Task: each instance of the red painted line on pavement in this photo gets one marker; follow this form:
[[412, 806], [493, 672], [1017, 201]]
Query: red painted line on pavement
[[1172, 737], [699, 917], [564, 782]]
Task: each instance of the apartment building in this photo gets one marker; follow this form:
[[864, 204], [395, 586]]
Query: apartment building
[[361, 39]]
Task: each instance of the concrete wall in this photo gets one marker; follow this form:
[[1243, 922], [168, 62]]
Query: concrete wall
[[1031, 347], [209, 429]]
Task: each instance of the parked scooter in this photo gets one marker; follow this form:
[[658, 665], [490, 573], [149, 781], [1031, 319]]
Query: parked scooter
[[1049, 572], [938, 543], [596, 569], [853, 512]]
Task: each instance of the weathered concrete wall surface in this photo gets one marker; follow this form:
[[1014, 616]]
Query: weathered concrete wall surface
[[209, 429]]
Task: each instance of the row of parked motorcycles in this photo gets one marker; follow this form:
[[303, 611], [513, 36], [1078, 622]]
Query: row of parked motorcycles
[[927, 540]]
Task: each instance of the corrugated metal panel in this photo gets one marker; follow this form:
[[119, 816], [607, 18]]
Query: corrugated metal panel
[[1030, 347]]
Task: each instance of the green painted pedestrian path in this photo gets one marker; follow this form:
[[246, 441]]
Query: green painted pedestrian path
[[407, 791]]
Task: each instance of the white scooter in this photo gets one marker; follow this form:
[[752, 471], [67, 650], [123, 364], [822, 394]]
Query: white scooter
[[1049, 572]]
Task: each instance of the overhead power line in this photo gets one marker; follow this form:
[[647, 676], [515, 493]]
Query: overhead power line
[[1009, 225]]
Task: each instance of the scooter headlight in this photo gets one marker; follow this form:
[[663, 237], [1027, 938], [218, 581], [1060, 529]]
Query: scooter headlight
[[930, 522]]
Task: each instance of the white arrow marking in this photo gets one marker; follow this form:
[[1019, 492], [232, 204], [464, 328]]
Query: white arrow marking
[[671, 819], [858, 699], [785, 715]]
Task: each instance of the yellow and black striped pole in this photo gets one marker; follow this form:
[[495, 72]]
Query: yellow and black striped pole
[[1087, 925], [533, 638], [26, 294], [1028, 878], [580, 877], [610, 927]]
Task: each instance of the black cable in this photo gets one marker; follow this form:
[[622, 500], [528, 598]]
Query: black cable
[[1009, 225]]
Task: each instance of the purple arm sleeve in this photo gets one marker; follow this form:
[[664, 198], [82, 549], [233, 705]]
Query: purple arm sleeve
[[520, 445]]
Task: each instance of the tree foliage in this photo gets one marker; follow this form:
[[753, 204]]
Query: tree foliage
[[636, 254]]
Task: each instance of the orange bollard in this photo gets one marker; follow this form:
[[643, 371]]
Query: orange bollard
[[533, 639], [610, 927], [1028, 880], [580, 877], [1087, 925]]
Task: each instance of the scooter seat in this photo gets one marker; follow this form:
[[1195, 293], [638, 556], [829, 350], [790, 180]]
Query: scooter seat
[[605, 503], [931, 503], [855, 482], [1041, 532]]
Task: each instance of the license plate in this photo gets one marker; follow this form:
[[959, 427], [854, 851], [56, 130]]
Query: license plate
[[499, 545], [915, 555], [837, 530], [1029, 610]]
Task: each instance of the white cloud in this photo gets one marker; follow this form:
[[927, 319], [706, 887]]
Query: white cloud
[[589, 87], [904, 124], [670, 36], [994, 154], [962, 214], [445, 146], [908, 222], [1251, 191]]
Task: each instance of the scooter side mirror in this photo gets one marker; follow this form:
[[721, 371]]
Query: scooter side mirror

▶ **What you should do**
When you output the entries, keep every line exactly as it appears above.

▶ **Exercise answer**
Task: each instance of the red painted line on pavement in this photo gets one marker; follow this form:
[[412, 806], [493, 672], [1017, 201]]
Query: red painted line on pavement
[[1172, 737], [699, 917], [564, 782]]
Task: each instance of the apartment building in this photo gets one marker; follow this form:
[[864, 204], [395, 586]]
Query: apartment building
[[361, 39]]
Task: each instance of the concrete wall in this photo gets one marker; follow this form:
[[1243, 922], [168, 62]]
Query: concrete wall
[[1031, 347], [209, 429]]
Task: each instance of the parked scooter in this photo gets one marker; follow this form:
[[658, 665], [490, 573], [149, 781], [1031, 319]]
Query: parked scooter
[[1049, 572], [938, 543], [596, 569], [853, 512]]
Task: each instance of the weathered concrete wall surface in this photo gets one marker; follow this form:
[[1014, 616]]
Query: weathered concrete wall surface
[[209, 429]]
Task: each instance of the row of parked motorcycles in this photo gets one marker; follow this form:
[[303, 611], [513, 36], [1078, 622]]
Query: row of parked motorcycles
[[927, 540]]
Task: each instance of the corrugated metal panel in this photo gets one marker; follow this form:
[[119, 816], [607, 18]]
Query: corrugated metal panel
[[1030, 347]]
Task: each instance of the green painted pedestrian path in this photo gets one marker; follow this form:
[[246, 441]]
Query: green painted pedestrian path
[[407, 791]]
Task: each instance of the white scooter in this photo gets one marker; follow this form:
[[752, 471], [67, 650], [123, 364], [822, 394]]
Query: white scooter
[[1049, 572]]
Task: each instance of the overhead power line in this photo gets one marker; follow this form:
[[647, 676], [515, 493]]
Query: overhead power line
[[1009, 225]]
Task: each instance of the scooter headlight in this photo gets one marker; follow this form:
[[663, 237], [1027, 938], [218, 581], [1060, 529]]
Query: scooter headlight
[[930, 522]]
Task: each instance of the white arrow marking in this photo gets one marker; follow this form:
[[1019, 492], [232, 204], [464, 328]]
Query: white arrow marking
[[671, 819], [858, 699], [785, 715]]
Task: each instance of the yellow and black striped pole in this photo gets one marker; follow this form:
[[495, 72]]
Query: yellow and black striped pole
[[1087, 925], [533, 638], [26, 294], [1028, 878], [580, 877], [610, 927]]
Task: each instance of the black cable in this photo gets one marker; follow this form:
[[622, 500], [528, 598]]
Query: black cable
[[1009, 225]]
Task: each instance of the purple arm sleeve in this photo gets one marker; follow this form:
[[664, 198], [82, 549], [233, 705]]
Query: purple arm sleeve
[[520, 445]]
Task: each instance of the tree foliage in this photo gets one marker; follow this form:
[[753, 204]]
Query: tree foliage
[[636, 254]]
Task: each instance of the orange bollard in this photo gets one marker; follow this form:
[[643, 371]]
Query: orange bollard
[[533, 639], [610, 927], [1028, 880], [580, 877], [1087, 925]]
Task: each instance of the scooter seat in this photo gets one marker; follow this form:
[[1195, 293], [638, 556], [829, 350], [790, 180]]
Query: scooter seat
[[605, 503], [931, 503], [855, 482], [1041, 532]]
Task: each instance of the license plate in this photo gets one marker; follow this form:
[[959, 427], [854, 851], [56, 130]]
Query: license plate
[[499, 545], [915, 555], [837, 530], [1029, 610]]
Task: each instance of the white cloud in this photo gets one marker; follow this form:
[[927, 319], [706, 887]]
Query: white cloud
[[589, 87], [904, 124], [670, 36], [994, 154], [962, 214], [445, 146], [908, 222], [1251, 191]]
Task: each instance of the scooter side mirror in this photo gets one marker; follow this form:
[[721, 371]]
Query: scooter side mirror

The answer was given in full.